Список задач =
1) Какой день, согласно письму, был в тот день, когда автор обедал у Юсупова сада?
2) Выпишите из письма всё от слов «Ваше напоминание не» и до слов «в лучшие годы.».

Фрагмент текста =
•••

А. Н. Майкову - 11 апреля 1859. Петербург
11 (23) апреля 1859.
Любезнейший друг Аполлон Николаевич. - Увидев Ваш почерк на
адресе, я с унынием развернул письмо: не разберу ни слова! -
думал я. Каково же было мое удовольствие и удивление, когда я -
не прочитал, а пробежал письмо в пять минут. Давно бы Вам
вспомнить меня на письме, и Вы получили бы не одно известие о
том, о другом и о третьем. Ведь я на пароходе, прощаясь, ясно
сказал Вам, что всякий отъезжающий обязан напоминать о себе
кругу, из которого выбывает, ибо один всегда нуждается в памяти
целого круга: так я поступал всегда и так обязываю каждого
поступать. Это не... не... как бы это сказать... не кичливость,
а упрямство, упорство, то есть соблюдение некоторых форм,
неизбежных даже в нравственной жизни. Одному целый круг - дорог,
но редко, даже почти никогда - один дорог целому кругу не
бывает, а если когда и показывают кому-нибудь это, то есть что
всё оставленное им грустит о нем день и ночь, постоянно
стремится к нему и не находит ни в чем ему замены - так
притворяются; это обыкновенно делается с богатыми, сильными и т.
п. лицами, которых хотят обманывать. Вас никто так не обидит,
хотя скажу Вам по-восточному, что Ваше место не занято. Недавно
давали Мартынову обед литераторы, и при этом сказано было, что,
за исключением Майкова, вся литература - налицо. В самом деле
были все. О Григоровиче не поминали: видно, он не очень нужен.
Ваше напоминание не забывать стариков напрасно: часто вижу я их
то у них, то у Старика - и сегодня обедал у Вас, у Юсупова сада.
Сегодня Страстная среда, и маменька дала постненького пирога,
грибков, одной рыбки, другой рыбки, третьей рыбки, одного
варенья, другого варенья, третьего варенья, одной наливки,
другой наливки и третьей наливки, и так без конца. Я радуюсь,
как Ваш родной брат, что у нашего общего - так сказать - идола,
старца, лицо свежо, что он бодр, и на днях он отделал выигранную
мною у них на лотерее (в пользу Марковецкой) головку - так, как
не писал и в лучшие годы.
Вы хотите, чтоб я сказал о Вашей поэме правду: да Вы ее слышали
от меня и прежде. Я, собственно я - не шутя слышу в ней Данта,
то есть форма, образ, речь, склад - мне снится Дант, как я его
понимаю, не зная итальянского языка. Но говорят о нем - скажу
откровенно - мало, даже не помню, говорили ли что-нибудь печатно.
Причина этому, конечно, Вам понятна: поэма не вся напечатана, из
нее вырезано сердце, разрушена ее симметричность, словом, она
искажена и со стороны архитектуры, и со стороны мысли, а ведь
она вся построена на двух столпах, на двух, так сказать,
основаниях, и вдруг один столп отсутствует; от этого целое
производит такое же впечатление, как Кельнский собор: будет или
было бы что-то грандиозное, да всё это осталось в замыслах или в
рисунках зодчего. По-моему, ничто так сильно не доказывает
Вашего искреннего и горячего служения искусству, как эта поэма:
Вы создавали, не заботясь о ценсуре, о печати, Вы были истинный
поэт в ней - и по исполнению, столько же и по намерению.

•••

Строки данных =
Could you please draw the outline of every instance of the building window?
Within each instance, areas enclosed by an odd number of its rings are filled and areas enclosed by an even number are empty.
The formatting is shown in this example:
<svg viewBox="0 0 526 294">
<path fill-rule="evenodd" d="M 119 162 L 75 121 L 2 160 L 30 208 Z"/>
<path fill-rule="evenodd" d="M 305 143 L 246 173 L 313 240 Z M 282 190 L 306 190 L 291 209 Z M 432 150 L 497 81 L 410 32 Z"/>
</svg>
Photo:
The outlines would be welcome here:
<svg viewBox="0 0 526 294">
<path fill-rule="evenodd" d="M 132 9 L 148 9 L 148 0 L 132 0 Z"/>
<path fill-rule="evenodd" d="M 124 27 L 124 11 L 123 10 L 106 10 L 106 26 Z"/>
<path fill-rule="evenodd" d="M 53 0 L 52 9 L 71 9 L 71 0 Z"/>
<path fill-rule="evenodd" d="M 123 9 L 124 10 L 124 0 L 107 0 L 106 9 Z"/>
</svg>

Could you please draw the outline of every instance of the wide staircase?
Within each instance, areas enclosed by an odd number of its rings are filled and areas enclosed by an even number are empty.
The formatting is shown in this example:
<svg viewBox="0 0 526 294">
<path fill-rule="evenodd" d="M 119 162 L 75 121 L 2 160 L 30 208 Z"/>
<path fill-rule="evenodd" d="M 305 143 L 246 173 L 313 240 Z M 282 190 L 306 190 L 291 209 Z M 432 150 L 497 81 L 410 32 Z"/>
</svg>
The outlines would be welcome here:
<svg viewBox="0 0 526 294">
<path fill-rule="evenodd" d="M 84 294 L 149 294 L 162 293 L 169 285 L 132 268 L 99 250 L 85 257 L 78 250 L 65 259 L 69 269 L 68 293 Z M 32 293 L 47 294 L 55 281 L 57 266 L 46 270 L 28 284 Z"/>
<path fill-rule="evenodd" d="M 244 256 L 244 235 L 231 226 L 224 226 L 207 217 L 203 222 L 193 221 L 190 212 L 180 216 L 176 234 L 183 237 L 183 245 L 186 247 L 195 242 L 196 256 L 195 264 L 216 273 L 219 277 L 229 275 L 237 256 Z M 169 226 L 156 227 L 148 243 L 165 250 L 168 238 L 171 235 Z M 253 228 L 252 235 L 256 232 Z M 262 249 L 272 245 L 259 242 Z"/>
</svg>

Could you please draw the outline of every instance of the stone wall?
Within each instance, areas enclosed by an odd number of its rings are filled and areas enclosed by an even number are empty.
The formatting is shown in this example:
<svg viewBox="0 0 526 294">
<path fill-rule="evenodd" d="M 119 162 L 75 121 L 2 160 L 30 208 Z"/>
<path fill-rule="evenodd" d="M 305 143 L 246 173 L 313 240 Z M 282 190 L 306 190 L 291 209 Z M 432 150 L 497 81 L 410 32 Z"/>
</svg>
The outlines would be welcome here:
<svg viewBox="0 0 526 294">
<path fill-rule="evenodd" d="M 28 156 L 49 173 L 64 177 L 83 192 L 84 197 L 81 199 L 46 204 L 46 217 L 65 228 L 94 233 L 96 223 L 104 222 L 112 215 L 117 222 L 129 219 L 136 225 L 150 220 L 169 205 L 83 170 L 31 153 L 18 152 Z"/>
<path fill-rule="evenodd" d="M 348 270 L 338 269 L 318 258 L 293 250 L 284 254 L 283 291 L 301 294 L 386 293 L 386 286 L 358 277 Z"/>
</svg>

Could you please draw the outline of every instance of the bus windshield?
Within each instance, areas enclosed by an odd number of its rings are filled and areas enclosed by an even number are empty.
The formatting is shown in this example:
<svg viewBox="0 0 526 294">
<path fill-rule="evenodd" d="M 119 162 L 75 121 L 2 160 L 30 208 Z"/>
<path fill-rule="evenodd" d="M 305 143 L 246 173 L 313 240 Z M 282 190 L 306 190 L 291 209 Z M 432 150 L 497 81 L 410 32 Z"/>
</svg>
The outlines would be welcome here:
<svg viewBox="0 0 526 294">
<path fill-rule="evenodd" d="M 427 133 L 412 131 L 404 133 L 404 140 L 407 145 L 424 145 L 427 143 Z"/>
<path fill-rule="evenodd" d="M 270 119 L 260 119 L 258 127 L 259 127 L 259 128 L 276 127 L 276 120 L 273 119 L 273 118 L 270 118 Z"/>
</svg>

•••

Ответы ниже =
1) Страстная среда.

2)
Ваше напоминание не забывать стариков напрасно: часто вижу я их
то у них, то у Старика - и сегодня обедал у Вас, у Юсупова сада.
Сегодня Страстная среда, и маменька дала постненького пирога,
грибков, одной рыбки, другой рыбки, третьей рыбки, одного
варенья, другого варенья, третьего варенья, одной наливки,
другой наливки и третьей наливки, и так без конца. Я радуюсь,
как Ваш родной брат, что у нашего общего - так сказать - идола,
старца, лицо свежо, что он бодр, и на днях он отделал выигранную
мною у них на лотерее (в пользу Марковецкой) головку - так, как
не писал и в лучшие годы.